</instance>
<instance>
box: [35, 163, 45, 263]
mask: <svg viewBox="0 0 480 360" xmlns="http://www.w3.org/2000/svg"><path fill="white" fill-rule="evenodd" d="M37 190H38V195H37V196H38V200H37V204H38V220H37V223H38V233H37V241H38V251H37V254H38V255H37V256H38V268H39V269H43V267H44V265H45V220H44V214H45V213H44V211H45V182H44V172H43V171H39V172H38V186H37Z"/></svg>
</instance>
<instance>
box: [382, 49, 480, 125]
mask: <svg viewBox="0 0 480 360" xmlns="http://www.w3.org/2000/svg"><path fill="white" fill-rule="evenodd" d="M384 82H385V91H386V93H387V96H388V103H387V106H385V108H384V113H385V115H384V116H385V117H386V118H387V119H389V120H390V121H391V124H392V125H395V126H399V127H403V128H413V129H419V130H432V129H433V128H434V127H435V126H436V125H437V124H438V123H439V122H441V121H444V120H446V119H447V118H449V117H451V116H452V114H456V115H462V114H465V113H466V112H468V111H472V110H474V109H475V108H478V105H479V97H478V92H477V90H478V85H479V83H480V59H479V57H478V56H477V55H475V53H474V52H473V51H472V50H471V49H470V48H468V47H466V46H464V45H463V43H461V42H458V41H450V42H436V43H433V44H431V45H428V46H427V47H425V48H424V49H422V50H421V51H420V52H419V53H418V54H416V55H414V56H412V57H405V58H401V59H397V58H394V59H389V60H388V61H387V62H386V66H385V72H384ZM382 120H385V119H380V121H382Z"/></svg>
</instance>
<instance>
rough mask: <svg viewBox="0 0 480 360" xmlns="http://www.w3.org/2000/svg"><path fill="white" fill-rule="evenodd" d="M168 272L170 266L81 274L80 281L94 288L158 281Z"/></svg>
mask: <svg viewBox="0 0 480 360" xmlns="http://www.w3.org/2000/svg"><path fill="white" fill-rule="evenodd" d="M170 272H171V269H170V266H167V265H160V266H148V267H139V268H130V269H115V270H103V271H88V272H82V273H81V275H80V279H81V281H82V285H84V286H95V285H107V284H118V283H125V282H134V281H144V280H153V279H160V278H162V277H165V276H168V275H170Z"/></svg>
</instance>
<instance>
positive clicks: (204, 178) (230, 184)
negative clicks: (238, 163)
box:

**WORK REQUIRED**
Write out each record exactly, without addition or omission.

**EXERCISE RESULT**
</instance>
<instance>
box: [35, 163, 45, 263]
mask: <svg viewBox="0 0 480 360" xmlns="http://www.w3.org/2000/svg"><path fill="white" fill-rule="evenodd" d="M37 190H38V195H37V196H38V200H37V204H38V220H37V223H38V233H37V241H38V251H37V254H38V255H37V256H38V268H39V269H43V267H44V265H45V220H44V214H45V213H44V211H45V182H44V172H43V171H39V172H38V186H37Z"/></svg>
</instance>
<instance>
box: [382, 49, 480, 125]
mask: <svg viewBox="0 0 480 360" xmlns="http://www.w3.org/2000/svg"><path fill="white" fill-rule="evenodd" d="M384 82H385V91H386V93H387V96H388V103H387V106H385V108H384V113H385V115H384V116H385V117H386V118H387V119H389V120H390V121H391V124H392V125H395V126H399V127H403V128H413V129H419V130H432V129H433V128H434V127H435V126H436V125H437V124H438V123H439V122H441V121H444V120H446V119H447V118H449V117H451V116H452V114H456V115H462V114H465V113H466V112H468V111H472V110H474V109H475V108H478V105H479V97H478V92H477V90H478V85H479V83H480V59H479V57H478V56H477V55H475V53H474V52H473V51H472V50H471V49H470V48H468V47H466V46H464V45H463V43H461V42H458V41H450V42H436V43H433V44H431V45H428V46H427V47H425V48H424V49H422V50H421V51H420V52H419V53H418V54H416V55H414V56H412V57H405V58H401V59H397V58H394V59H389V60H388V61H387V62H386V66H385V72H384ZM382 120H385V119H380V121H382Z"/></svg>
</instance>
<instance>
rough mask: <svg viewBox="0 0 480 360" xmlns="http://www.w3.org/2000/svg"><path fill="white" fill-rule="evenodd" d="M168 272L170 266L81 274L80 281L94 288L158 281Z"/></svg>
mask: <svg viewBox="0 0 480 360" xmlns="http://www.w3.org/2000/svg"><path fill="white" fill-rule="evenodd" d="M170 272H171V269H170V266H167V265H160V266H148V267H139V268H130V269H115V270H103V271H88V272H82V273H81V275H80V279H81V281H82V285H84V286H95V285H107V284H118V283H125V282H134V281H144V280H153V279H160V278H162V277H165V276H168V275H170Z"/></svg>
</instance>
<instance>
positive clicks: (204, 178) (230, 184)
negative clicks: (238, 163)
box:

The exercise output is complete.